Spatial localization data:
Content starts

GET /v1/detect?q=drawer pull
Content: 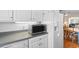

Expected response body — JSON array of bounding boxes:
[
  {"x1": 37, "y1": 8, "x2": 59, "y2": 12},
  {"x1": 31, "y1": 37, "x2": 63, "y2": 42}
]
[
  {"x1": 39, "y1": 43, "x2": 42, "y2": 46},
  {"x1": 39, "y1": 38, "x2": 42, "y2": 40}
]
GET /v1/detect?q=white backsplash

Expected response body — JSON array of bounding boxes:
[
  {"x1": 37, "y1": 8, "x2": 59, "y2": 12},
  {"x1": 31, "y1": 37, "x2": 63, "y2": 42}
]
[{"x1": 0, "y1": 22, "x2": 38, "y2": 32}]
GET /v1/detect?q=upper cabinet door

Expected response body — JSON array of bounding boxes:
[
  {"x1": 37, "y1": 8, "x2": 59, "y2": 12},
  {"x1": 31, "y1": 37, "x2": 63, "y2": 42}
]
[
  {"x1": 31, "y1": 10, "x2": 43, "y2": 21},
  {"x1": 43, "y1": 10, "x2": 49, "y2": 21},
  {"x1": 14, "y1": 10, "x2": 31, "y2": 22},
  {"x1": 0, "y1": 10, "x2": 13, "y2": 22},
  {"x1": 43, "y1": 10, "x2": 54, "y2": 21}
]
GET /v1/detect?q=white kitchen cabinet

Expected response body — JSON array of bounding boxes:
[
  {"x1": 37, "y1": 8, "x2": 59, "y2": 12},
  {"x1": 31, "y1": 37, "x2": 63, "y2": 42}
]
[
  {"x1": 29, "y1": 34, "x2": 48, "y2": 48},
  {"x1": 0, "y1": 10, "x2": 13, "y2": 22},
  {"x1": 31, "y1": 10, "x2": 43, "y2": 22},
  {"x1": 40, "y1": 35, "x2": 48, "y2": 48},
  {"x1": 1, "y1": 34, "x2": 48, "y2": 48},
  {"x1": 1, "y1": 40, "x2": 28, "y2": 48},
  {"x1": 23, "y1": 39, "x2": 29, "y2": 48},
  {"x1": 42, "y1": 10, "x2": 54, "y2": 21},
  {"x1": 13, "y1": 10, "x2": 32, "y2": 22},
  {"x1": 42, "y1": 10, "x2": 49, "y2": 21},
  {"x1": 29, "y1": 37, "x2": 40, "y2": 48}
]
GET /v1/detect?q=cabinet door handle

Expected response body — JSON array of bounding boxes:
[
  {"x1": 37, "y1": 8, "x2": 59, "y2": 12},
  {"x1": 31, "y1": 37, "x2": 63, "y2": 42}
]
[
  {"x1": 10, "y1": 17, "x2": 14, "y2": 21},
  {"x1": 3, "y1": 45, "x2": 12, "y2": 48},
  {"x1": 39, "y1": 43, "x2": 42, "y2": 46},
  {"x1": 42, "y1": 13, "x2": 45, "y2": 15},
  {"x1": 32, "y1": 18, "x2": 35, "y2": 19},
  {"x1": 39, "y1": 44, "x2": 40, "y2": 46},
  {"x1": 40, "y1": 38, "x2": 41, "y2": 40},
  {"x1": 10, "y1": 17, "x2": 13, "y2": 18}
]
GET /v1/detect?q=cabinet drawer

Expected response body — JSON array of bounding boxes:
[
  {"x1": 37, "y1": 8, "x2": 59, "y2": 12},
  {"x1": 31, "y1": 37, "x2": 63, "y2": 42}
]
[
  {"x1": 1, "y1": 40, "x2": 28, "y2": 48},
  {"x1": 29, "y1": 39, "x2": 47, "y2": 48},
  {"x1": 29, "y1": 34, "x2": 48, "y2": 48},
  {"x1": 1, "y1": 44, "x2": 13, "y2": 48},
  {"x1": 1, "y1": 43, "x2": 24, "y2": 48},
  {"x1": 30, "y1": 43, "x2": 39, "y2": 48},
  {"x1": 39, "y1": 38, "x2": 48, "y2": 48},
  {"x1": 29, "y1": 37, "x2": 41, "y2": 44},
  {"x1": 31, "y1": 34, "x2": 48, "y2": 44}
]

Content ends

PROBLEM REQUIREMENTS: Write out the data in full and exactly as given, though without the images.

OUTPUT FOR THIS TASK:
GET /v1/detect?q=drawer pull
Content: 

Expected response body — JSON array of bounding boxes:
[
  {"x1": 37, "y1": 8, "x2": 59, "y2": 12},
  {"x1": 31, "y1": 37, "x2": 63, "y2": 42}
]
[
  {"x1": 39, "y1": 43, "x2": 42, "y2": 46},
  {"x1": 39, "y1": 38, "x2": 42, "y2": 40}
]
GET /v1/detect?q=white backsplash

Expected response body — JSON array of bounding boxes:
[
  {"x1": 37, "y1": 8, "x2": 59, "y2": 12},
  {"x1": 31, "y1": 37, "x2": 63, "y2": 42}
]
[{"x1": 0, "y1": 22, "x2": 38, "y2": 32}]
GET /v1/detect?q=upper cabinet door

Expected response body — JSON array of bounding boxes:
[
  {"x1": 37, "y1": 8, "x2": 59, "y2": 12},
  {"x1": 31, "y1": 37, "x2": 63, "y2": 42}
]
[
  {"x1": 31, "y1": 10, "x2": 43, "y2": 21},
  {"x1": 43, "y1": 10, "x2": 49, "y2": 21},
  {"x1": 14, "y1": 10, "x2": 31, "y2": 22},
  {"x1": 0, "y1": 10, "x2": 13, "y2": 22},
  {"x1": 43, "y1": 10, "x2": 54, "y2": 21}
]
GET /v1/detect?q=white kitchen cabinet

Expected response body — JSON array of bounding boxes:
[
  {"x1": 37, "y1": 8, "x2": 59, "y2": 12},
  {"x1": 31, "y1": 37, "x2": 63, "y2": 42}
]
[
  {"x1": 29, "y1": 34, "x2": 48, "y2": 48},
  {"x1": 0, "y1": 10, "x2": 13, "y2": 22},
  {"x1": 31, "y1": 10, "x2": 43, "y2": 22},
  {"x1": 40, "y1": 35, "x2": 48, "y2": 48},
  {"x1": 1, "y1": 34, "x2": 48, "y2": 48},
  {"x1": 1, "y1": 40, "x2": 28, "y2": 48},
  {"x1": 23, "y1": 39, "x2": 29, "y2": 48},
  {"x1": 42, "y1": 10, "x2": 54, "y2": 21},
  {"x1": 13, "y1": 10, "x2": 32, "y2": 22},
  {"x1": 42, "y1": 10, "x2": 49, "y2": 21},
  {"x1": 29, "y1": 37, "x2": 40, "y2": 48}
]
GET /v1/detect?q=cabinet door handle

Expected response body — JSON array of bounding boxes:
[
  {"x1": 37, "y1": 8, "x2": 59, "y2": 12},
  {"x1": 31, "y1": 37, "x2": 63, "y2": 42}
]
[
  {"x1": 10, "y1": 17, "x2": 14, "y2": 21},
  {"x1": 3, "y1": 45, "x2": 12, "y2": 48},
  {"x1": 39, "y1": 43, "x2": 42, "y2": 46},
  {"x1": 42, "y1": 13, "x2": 45, "y2": 15},
  {"x1": 32, "y1": 18, "x2": 35, "y2": 19},
  {"x1": 39, "y1": 44, "x2": 40, "y2": 46},
  {"x1": 40, "y1": 38, "x2": 41, "y2": 40},
  {"x1": 10, "y1": 17, "x2": 13, "y2": 18}
]
GET /v1/detect?q=cabinet drawer

Expected response body — JSON array of bounding boxes:
[
  {"x1": 37, "y1": 8, "x2": 59, "y2": 12},
  {"x1": 31, "y1": 37, "x2": 63, "y2": 42}
]
[
  {"x1": 1, "y1": 40, "x2": 28, "y2": 48},
  {"x1": 29, "y1": 39, "x2": 47, "y2": 48},
  {"x1": 29, "y1": 34, "x2": 48, "y2": 48},
  {"x1": 1, "y1": 44, "x2": 13, "y2": 48},
  {"x1": 1, "y1": 43, "x2": 24, "y2": 48},
  {"x1": 30, "y1": 43, "x2": 39, "y2": 48},
  {"x1": 39, "y1": 38, "x2": 48, "y2": 48},
  {"x1": 29, "y1": 37, "x2": 41, "y2": 44},
  {"x1": 31, "y1": 34, "x2": 48, "y2": 44}
]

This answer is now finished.